> _Source passage_
__________________________________________________

Court of Appeals of New Mexico

Decision Information

Citations - New Mexico Laws and Court Rules
Rule Set 12 - Rules of Appellate Procedure - cited by 9,502 documents
Citations - New Mexico Appellate Reports
Rodriguez v. Brand West Dairy - cited by 27 documents
State v. Nunez - cited by 121 documents

Decision Content

CASTRO-MONTANEZ V. MILK-N-ATURAL, LLC

This memorandum opinion was not selected for publication in the New Mexico Appellate Reports. Please see Rule 12-405 NMRA for restrictions on the citation of unpublished memorandum opinions. Please also note that this electronic memorandum opinion may contain computer-generated errors or other deviations from the official paper version filed by the Court of Appeals and does not include the filing date.

JOSE CASTRO-MONTANEZ,
Worker-Appellant,
v.
MILK-N-ATURAL, LLC,
Employer-Appellee,
and
UNINSURED EMPLOYERS’ FUND OF
NEW MEXICO (UEF),
Statutory Third Party-Appellee.

NO. 34,772

COURT OF APPEALS OF NEW MEXICO

October 28, 2015


APPEAL FROM THE WORKERS’ COMPENSATION ADMINISTRATION, Leonard J. Padilla, District Judge

COUNSEL

New Mexico Center on Law & Poverty, Gail Evans, Tim Davis, Albuquerque, NM, for Appellant

Hinkle Shanor LLP, Chelsea R. Green, Roswell, NM, for Appellee

JUDGES

M. MONICA ZAMORA, Judge. WE CONCUR: CYNTHIA A. FRY, Judge, LINDA M. VANZI, Judge

AUTHOR: M. MONICA ZAMORA

MEMORANDUM OPINION

ZAMORA, Judge.

__________________________________________________

> _Tasks to carry out_
[1] Do these statements agree with the court opinion above? Answer yes or no for each, quoting the words that decide it. (a) The appeal came from the Workers' Compensation Administration. (b) The opinion was selected for publication in the New Mexico Appellate Reports. (c) Chelsea R. Green appeared for the appellant.
[2] Which lines of the entries contain the string "mast"? Show each one in full.

> _Available data_
__________________________________________________

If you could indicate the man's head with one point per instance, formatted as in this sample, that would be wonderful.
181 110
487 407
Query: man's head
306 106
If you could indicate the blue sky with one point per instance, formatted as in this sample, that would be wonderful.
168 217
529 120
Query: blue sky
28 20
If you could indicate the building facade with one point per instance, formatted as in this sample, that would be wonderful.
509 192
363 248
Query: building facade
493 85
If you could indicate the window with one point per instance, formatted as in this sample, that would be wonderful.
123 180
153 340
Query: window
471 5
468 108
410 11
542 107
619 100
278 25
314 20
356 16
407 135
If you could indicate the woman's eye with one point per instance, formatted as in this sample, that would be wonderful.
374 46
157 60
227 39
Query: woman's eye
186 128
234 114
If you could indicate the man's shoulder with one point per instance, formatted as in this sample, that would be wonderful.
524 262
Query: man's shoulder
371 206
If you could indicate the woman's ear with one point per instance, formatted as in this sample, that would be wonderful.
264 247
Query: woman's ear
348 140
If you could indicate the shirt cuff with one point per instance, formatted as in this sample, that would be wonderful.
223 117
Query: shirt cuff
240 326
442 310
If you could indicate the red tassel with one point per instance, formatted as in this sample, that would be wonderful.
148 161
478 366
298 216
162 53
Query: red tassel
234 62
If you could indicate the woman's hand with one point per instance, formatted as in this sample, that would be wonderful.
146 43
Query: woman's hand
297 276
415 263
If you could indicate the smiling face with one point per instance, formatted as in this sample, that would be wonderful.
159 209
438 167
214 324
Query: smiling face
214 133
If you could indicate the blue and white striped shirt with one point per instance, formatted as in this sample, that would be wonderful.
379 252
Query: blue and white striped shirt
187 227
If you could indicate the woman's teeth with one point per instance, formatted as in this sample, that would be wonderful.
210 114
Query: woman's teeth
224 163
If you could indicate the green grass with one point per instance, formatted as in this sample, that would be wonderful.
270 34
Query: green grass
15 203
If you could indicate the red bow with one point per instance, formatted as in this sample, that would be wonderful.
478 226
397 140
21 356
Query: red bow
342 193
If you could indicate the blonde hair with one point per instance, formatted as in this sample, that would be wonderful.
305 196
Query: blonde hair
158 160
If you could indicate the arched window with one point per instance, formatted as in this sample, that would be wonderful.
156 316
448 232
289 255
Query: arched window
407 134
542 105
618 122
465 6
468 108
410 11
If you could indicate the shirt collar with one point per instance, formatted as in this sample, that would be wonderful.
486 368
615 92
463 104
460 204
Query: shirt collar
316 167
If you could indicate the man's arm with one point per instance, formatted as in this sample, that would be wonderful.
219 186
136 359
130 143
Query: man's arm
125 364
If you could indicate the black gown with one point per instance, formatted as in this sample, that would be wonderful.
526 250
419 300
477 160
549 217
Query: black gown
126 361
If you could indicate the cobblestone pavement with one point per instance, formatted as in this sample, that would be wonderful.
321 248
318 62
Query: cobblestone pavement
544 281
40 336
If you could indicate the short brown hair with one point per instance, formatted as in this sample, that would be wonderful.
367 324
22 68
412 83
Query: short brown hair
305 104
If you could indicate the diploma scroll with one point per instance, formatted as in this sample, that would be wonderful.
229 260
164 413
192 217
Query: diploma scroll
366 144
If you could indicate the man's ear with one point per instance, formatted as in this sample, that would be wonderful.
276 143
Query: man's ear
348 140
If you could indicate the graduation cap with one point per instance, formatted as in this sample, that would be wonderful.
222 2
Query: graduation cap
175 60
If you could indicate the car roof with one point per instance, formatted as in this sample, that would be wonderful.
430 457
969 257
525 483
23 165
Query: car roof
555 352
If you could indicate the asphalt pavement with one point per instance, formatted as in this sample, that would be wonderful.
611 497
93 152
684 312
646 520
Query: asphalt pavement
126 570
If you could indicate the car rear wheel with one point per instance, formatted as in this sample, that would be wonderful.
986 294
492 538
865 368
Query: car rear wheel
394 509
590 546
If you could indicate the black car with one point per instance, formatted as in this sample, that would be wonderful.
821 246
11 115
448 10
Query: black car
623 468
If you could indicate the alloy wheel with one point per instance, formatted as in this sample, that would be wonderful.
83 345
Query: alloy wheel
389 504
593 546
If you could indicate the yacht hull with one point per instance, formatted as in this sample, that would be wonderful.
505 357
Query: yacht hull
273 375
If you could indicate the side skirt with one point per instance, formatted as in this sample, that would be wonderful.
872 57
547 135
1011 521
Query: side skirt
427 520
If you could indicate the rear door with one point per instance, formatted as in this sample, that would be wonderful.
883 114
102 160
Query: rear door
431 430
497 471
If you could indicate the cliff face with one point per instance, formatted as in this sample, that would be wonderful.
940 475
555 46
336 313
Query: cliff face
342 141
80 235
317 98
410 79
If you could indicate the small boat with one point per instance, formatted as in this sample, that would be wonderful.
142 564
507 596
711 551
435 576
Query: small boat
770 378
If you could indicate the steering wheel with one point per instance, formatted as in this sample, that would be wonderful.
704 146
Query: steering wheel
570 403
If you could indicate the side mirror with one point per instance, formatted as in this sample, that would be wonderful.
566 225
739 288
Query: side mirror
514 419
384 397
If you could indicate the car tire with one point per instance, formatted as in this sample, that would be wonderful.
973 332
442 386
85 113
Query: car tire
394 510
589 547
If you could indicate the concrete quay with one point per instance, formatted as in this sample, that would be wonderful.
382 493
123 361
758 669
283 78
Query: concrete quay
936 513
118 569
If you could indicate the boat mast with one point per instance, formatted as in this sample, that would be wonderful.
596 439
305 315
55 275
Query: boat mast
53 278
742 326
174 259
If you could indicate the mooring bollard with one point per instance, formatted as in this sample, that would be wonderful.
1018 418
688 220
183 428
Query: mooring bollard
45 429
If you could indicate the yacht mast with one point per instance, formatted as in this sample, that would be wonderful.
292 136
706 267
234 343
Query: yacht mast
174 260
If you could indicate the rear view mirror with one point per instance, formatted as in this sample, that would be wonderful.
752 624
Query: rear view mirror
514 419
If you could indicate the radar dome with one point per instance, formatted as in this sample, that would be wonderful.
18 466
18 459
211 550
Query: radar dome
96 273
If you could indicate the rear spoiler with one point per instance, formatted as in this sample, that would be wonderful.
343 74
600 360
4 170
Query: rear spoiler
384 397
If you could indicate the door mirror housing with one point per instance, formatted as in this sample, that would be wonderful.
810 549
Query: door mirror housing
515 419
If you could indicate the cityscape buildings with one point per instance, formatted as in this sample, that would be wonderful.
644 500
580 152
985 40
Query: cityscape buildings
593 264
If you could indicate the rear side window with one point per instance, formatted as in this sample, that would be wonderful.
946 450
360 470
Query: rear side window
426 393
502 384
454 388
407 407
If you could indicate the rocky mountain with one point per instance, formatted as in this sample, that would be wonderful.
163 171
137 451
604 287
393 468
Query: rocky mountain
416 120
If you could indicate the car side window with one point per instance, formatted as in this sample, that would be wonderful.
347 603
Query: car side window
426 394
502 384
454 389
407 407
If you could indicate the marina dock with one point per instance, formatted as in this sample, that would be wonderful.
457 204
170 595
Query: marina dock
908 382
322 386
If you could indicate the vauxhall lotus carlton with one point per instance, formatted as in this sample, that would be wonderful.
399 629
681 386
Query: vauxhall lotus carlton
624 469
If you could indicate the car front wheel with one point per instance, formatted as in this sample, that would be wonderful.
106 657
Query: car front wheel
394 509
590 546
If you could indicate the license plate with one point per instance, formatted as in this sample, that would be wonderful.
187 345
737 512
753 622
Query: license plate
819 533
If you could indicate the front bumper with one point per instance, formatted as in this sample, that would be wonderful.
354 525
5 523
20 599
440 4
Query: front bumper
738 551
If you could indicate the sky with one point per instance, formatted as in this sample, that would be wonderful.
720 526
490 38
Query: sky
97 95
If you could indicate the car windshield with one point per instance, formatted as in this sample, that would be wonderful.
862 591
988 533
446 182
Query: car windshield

__________________________________________________

> _Worked answers_
[1]
(a) Yes: "APPEAL FROM THE WORKERS’ COMPENSATION ADMINISTRATION"
(b) No: "This memorandum opinion was not selected for publication in the New Mexico Appellate Reports."
(c) No: "Hinkle Shanor LLP, Chelsea R. Green, Roswell, NM, for Appellee"

[2]
If you could indicate the boat mast with one point per instance, formatted as in this sample, that would be wonderful.
Query: boat mast
If you could indicate the yacht mast with one point per instance, formatted as in this sample, that would be wonderful.
Query: yacht mast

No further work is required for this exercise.